● EXTRAIT DU DOCUMENT:
----

Sur la terre d’origine, il y a donc eu plusieurs premiers du nom avant le premier membre prouvé. La certitude des liens qui les rattachent entre eux restent en question. Si des preuves de filiation ne peuvent être données qu'à partir de l’un d’entre eux – le premier membre prouvé 429 – le potentiel d'ascendances de la famille, lui, ne demande qu’à prolonger encore l’ancienneté des origines.

Le narrateur ne s’arrête pas sur la signification de son patronyme, comme dans le cas précédent.

Avant les preuves du rattachement à la famille, on trouve le premier du nom de la région sur une bulle du pape Eugène IV, datée de 1442, autorisant un mariage entre cousins germains”. On découvre le second, en 1553, avec celui d'un notaire et tabellion pour le Roi de France . Il faudra attendre 1598 pour connaître le plus ancien ancêtre de la famille, soit un écart de 156 ans avec le tout premier. Ainsi, le narrateur montre-t-il à ses lecteurs que leur famille a, très probablement, une ancienneté qui remonte avant la date du premier ancêtre et que le nombre de ses ascendants est sans limite, compensant leur anonymat.

Conclusion

La plupart des narrateurs intéressent leurs lecteurs aux premiers porteurs de leur patronyme. Dans notre corpus de référence, il y en a 5 sur 6. En comptant tous les récits de notre corpus, ou en observe 9 sur 11. On peut ainsi voir un auteur qui donne de longues explications sur l’histoire, les légendes et la géographie de son patronyme (3 pages sur 36) et qui laisse percevoir à travers ses informations les mystères et enjeux qui ont dû traverser la vie de ses aïeux probables. On trouve aussi un autre auteur qui signale l’étymologie de son patronyme en deux lignes mais situées au milieu d’une page blanche. Il dit ensuite son interrogation sur les mystères qui restent concernant l’origine de ses premiers porteurs venus du Nord, cherchant à faire un lien entre plusieurs événements : entre l’assassinat d’un aïeul et la fuite devant la Révolution.

----

● MATÉRIAU FOURNI:
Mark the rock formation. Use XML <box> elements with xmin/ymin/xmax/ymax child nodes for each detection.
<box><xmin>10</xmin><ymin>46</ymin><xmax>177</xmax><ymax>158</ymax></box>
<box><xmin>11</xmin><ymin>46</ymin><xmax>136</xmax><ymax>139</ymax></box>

----

● CONSIGNE:
Réécrivez le passage de l'extrait sur les récits familiaux allant de « La plupart des » jusqu'à « devant la Révolution. », en substituant « nom de famille » à « patronyme ». Les lignes ci-dessus ne sont d'aucune utilité ici.

● RÉPONSE COMPLÈTE:
La plupart des narrateurs intéressent leurs lecteurs aux premiers porteurs de leur nom de famille. Dans notre corpus de référence, il y en a 5 sur 6. En comptant tous les récits de notre corpus, ou en observe 9 sur 11. On peut ainsi voir un auteur qui donne de longues explications sur l’histoire, les légendes et la géographie de son nom de famille (3 pages sur 36) et qui laisse percevoir à travers ses informations les mystères et enjeux qui ont dû traverser la vie de ses aïeux probables. On trouve aussi un autre auteur qui signale l’étymologie de son nom de famille en deux lignes mais situées au milieu d’une page blanche. Il dit ensuite son interrogation sur les mystères qui restent concernant l’origine de ses premiers porteurs venus du Nord, cherchant à faire un lien entre plusieurs événements : entre l’assassinat d’un aïeul et la fuite devant la Révolution.